TASK -
Count the lines below that contain the word "gold", and give only that number.

(Excerpt from a dataset)
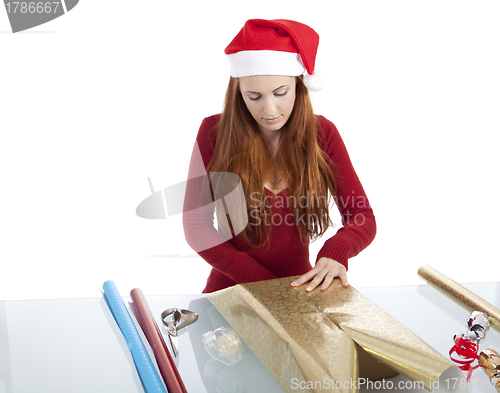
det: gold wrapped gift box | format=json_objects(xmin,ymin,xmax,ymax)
[{"xmin": 207, "ymin": 277, "xmax": 458, "ymax": 393}]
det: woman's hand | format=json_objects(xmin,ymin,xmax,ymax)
[{"xmin": 292, "ymin": 257, "xmax": 349, "ymax": 291}]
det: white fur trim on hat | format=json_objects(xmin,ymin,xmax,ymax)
[
  {"xmin": 304, "ymin": 71, "xmax": 326, "ymax": 91},
  {"xmin": 227, "ymin": 50, "xmax": 305, "ymax": 78}
]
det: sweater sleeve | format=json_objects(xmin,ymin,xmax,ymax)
[
  {"xmin": 316, "ymin": 116, "xmax": 376, "ymax": 269},
  {"xmin": 183, "ymin": 115, "xmax": 277, "ymax": 283}
]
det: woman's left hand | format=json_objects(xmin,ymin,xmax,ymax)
[{"xmin": 291, "ymin": 257, "xmax": 349, "ymax": 291}]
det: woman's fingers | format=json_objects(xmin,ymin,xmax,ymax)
[{"xmin": 291, "ymin": 258, "xmax": 349, "ymax": 291}]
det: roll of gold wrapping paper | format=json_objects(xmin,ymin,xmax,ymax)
[{"xmin": 418, "ymin": 265, "xmax": 500, "ymax": 331}]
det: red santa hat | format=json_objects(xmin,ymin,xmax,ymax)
[{"xmin": 224, "ymin": 19, "xmax": 325, "ymax": 91}]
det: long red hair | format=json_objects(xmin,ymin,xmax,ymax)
[{"xmin": 207, "ymin": 76, "xmax": 336, "ymax": 247}]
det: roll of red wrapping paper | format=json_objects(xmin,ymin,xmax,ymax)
[
  {"xmin": 418, "ymin": 265, "xmax": 500, "ymax": 331},
  {"xmin": 130, "ymin": 288, "xmax": 187, "ymax": 393}
]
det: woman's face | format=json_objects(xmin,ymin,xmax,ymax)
[{"xmin": 239, "ymin": 75, "xmax": 295, "ymax": 134}]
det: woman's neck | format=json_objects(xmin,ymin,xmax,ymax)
[{"xmin": 260, "ymin": 126, "xmax": 282, "ymax": 157}]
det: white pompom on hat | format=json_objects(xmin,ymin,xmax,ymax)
[{"xmin": 224, "ymin": 19, "xmax": 325, "ymax": 91}]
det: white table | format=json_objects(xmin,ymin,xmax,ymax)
[{"xmin": 0, "ymin": 283, "xmax": 500, "ymax": 393}]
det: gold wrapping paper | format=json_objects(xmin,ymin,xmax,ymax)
[
  {"xmin": 418, "ymin": 265, "xmax": 500, "ymax": 331},
  {"xmin": 479, "ymin": 349, "xmax": 500, "ymax": 392},
  {"xmin": 207, "ymin": 277, "xmax": 458, "ymax": 393}
]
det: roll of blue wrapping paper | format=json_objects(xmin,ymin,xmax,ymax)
[{"xmin": 102, "ymin": 281, "xmax": 167, "ymax": 393}]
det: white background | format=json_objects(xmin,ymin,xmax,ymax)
[{"xmin": 0, "ymin": 0, "xmax": 500, "ymax": 300}]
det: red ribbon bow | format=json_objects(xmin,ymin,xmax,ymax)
[{"xmin": 450, "ymin": 337, "xmax": 482, "ymax": 382}]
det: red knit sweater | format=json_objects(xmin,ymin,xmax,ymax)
[{"xmin": 183, "ymin": 115, "xmax": 376, "ymax": 292}]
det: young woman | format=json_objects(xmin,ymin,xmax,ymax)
[{"xmin": 183, "ymin": 19, "xmax": 376, "ymax": 292}]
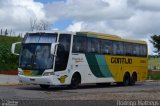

FINISHED TASK -
3